• _Document excerpt_:
** start **

3. Existing Risk Analysis Methods and Their Limitations

The variables of the decision model as applied in this research are:

• Alternatives (A1, A2, A3)
• The cost states (S1, S2, S3)
• The Gain (i.e., NPW) for each A & S combination

The cost states and probabilities:

• S1 Low risk of cost overrun (Multiplier 1.0), used with probability P1
• S2 Medium risk of cost overrun (Multiplier = 1.2), used with probability P2
• S3 High risk of cost overrun (Multiplier = 1.5), used with probability P3

The basic method for risk analysis of estimated NPWs corresponding to A&S combinations is to compute probability-weighted expected values:

$$EXP\left({NPW}_i\right)={\sum }_{j=1}^n [{NPW}_{ij}\times P_j]$$

(1)

Where

EXP (${NPW}_i$) = the expected net present worth of alternative $A_i$; $i$ = 1, 2,…, m

${NPW}_{ij}$ = the NPW of alternative $A_i$, under uncertain cost state $S_j$; $j$ = 1, 2,…, n

$P_j$ = probability of state of nature (i.e., cost state) $S_j$

Several existing methods can be applied to evaluate mutually exclusive alternatives under risk. The expected value results obtained from four methods are shown in Figure 3. The first method is based on the use of discrete probabilities to states of nature S. In this method, the analyst applies subjective probabilities. Depending upon data, sensitivity analysis using different values of probabilities may lead to changes in the best alternative answer. The results of equal discrete probabilities assigned to states of cost overrun are presented.

** end **

• _Extracted material_:
** start **

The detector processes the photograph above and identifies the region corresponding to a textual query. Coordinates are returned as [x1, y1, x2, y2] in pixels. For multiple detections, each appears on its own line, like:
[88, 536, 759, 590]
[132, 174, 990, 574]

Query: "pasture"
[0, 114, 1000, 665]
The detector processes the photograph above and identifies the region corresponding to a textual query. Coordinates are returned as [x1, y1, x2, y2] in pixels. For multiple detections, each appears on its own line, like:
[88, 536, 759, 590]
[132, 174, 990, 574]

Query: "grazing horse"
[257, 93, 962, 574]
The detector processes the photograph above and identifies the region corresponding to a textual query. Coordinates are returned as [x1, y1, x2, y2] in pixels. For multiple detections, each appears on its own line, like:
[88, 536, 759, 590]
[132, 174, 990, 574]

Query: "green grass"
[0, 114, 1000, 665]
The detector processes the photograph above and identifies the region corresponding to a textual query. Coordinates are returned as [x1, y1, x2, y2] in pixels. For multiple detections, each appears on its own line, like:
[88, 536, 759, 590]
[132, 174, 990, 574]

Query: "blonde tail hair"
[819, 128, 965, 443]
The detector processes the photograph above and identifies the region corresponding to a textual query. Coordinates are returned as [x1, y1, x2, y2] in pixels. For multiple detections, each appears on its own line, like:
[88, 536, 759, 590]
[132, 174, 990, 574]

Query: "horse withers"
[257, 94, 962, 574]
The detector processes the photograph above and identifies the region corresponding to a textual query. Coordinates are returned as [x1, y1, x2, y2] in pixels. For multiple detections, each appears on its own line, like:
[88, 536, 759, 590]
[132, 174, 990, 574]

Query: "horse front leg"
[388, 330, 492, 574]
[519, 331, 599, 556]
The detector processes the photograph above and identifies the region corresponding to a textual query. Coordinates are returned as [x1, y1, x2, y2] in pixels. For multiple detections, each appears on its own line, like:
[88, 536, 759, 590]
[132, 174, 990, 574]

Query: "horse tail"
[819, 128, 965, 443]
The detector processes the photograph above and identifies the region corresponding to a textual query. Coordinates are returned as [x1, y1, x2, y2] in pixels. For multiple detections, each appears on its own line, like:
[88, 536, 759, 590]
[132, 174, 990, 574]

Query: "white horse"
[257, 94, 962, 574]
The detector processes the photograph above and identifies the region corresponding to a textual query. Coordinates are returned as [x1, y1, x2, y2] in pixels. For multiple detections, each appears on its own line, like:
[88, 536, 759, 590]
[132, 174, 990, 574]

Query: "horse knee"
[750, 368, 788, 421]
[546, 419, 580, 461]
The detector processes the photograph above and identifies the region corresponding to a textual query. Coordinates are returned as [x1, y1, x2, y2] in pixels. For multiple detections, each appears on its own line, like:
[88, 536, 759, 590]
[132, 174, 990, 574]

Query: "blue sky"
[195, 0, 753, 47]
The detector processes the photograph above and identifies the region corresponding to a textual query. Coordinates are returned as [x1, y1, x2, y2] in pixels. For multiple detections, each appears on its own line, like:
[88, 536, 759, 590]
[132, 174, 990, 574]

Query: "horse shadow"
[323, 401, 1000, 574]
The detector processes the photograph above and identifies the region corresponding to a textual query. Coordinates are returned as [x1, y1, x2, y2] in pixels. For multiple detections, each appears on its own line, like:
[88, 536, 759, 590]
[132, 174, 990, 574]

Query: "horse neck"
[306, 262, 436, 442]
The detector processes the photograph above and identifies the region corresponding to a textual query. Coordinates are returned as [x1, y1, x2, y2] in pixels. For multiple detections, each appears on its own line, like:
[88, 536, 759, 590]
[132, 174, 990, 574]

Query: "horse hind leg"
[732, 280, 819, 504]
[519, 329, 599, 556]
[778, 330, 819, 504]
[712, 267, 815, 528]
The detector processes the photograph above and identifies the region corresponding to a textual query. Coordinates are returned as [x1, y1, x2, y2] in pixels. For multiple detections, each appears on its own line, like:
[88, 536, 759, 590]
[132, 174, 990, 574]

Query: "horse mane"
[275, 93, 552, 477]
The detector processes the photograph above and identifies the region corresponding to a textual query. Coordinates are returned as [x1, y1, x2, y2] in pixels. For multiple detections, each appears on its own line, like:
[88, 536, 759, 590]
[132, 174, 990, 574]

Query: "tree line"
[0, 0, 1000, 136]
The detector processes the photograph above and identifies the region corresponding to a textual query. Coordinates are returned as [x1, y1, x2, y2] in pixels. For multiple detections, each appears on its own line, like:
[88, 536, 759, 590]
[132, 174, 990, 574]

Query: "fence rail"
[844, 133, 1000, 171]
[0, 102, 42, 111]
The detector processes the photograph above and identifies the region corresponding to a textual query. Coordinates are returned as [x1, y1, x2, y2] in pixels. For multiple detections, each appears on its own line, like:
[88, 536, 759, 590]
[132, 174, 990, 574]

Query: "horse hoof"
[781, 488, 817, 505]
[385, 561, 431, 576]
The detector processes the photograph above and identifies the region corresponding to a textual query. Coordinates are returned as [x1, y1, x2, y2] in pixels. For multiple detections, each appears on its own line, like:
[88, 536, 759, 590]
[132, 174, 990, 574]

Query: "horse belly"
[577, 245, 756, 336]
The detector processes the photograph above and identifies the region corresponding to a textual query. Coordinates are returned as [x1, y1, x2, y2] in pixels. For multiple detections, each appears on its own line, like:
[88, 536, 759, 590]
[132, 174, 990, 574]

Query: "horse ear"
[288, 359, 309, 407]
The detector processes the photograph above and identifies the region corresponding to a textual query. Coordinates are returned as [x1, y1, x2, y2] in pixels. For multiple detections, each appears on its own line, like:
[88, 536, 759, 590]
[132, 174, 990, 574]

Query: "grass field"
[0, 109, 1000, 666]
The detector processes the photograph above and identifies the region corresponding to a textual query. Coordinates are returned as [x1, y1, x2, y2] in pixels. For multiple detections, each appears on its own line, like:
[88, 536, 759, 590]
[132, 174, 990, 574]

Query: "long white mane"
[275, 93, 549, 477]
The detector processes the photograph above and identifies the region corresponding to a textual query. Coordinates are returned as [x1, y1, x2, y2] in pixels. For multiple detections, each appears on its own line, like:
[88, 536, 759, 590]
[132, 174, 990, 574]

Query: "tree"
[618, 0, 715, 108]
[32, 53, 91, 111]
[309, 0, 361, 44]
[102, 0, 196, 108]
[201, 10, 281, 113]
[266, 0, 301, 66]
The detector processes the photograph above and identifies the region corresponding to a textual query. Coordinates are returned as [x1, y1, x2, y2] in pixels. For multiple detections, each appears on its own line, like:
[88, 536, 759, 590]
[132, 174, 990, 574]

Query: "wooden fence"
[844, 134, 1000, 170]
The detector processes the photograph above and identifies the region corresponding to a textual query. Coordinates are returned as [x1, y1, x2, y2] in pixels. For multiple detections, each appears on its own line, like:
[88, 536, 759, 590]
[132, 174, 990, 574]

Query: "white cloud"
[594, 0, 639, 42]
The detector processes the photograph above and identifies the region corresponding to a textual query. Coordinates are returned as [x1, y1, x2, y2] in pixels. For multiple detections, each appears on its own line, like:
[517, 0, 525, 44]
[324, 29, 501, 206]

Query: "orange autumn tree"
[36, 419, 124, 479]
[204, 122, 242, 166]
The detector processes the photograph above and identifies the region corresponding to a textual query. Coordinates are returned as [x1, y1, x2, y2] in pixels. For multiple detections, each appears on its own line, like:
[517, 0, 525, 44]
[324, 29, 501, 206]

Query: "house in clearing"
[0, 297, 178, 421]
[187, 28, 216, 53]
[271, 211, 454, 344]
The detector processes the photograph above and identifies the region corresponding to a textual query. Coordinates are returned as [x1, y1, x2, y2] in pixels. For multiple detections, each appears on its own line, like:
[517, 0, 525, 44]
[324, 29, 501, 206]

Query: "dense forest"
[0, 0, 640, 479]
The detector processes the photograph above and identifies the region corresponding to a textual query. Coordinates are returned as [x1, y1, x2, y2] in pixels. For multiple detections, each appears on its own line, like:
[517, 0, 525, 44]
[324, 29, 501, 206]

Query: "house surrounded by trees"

** end **

• _Problems to work on_:
• 1. Translate this sentence from the risk analysis excerpt into Spanish: "Several existing methods can be applied to evaluate mutually exclusive alternatives under risk."
• 2. Locate each line in the entries that contains the string "tail", treating case as significant, and copy those lines.

• _Task results_:
• 1. Se pueden aplicar varios métodos existentes para evaluar alternativas mutuamente excluyentes en condiciones de riesgo.

• 2.
Query: "blonde tail hair"
Query: "horse tail"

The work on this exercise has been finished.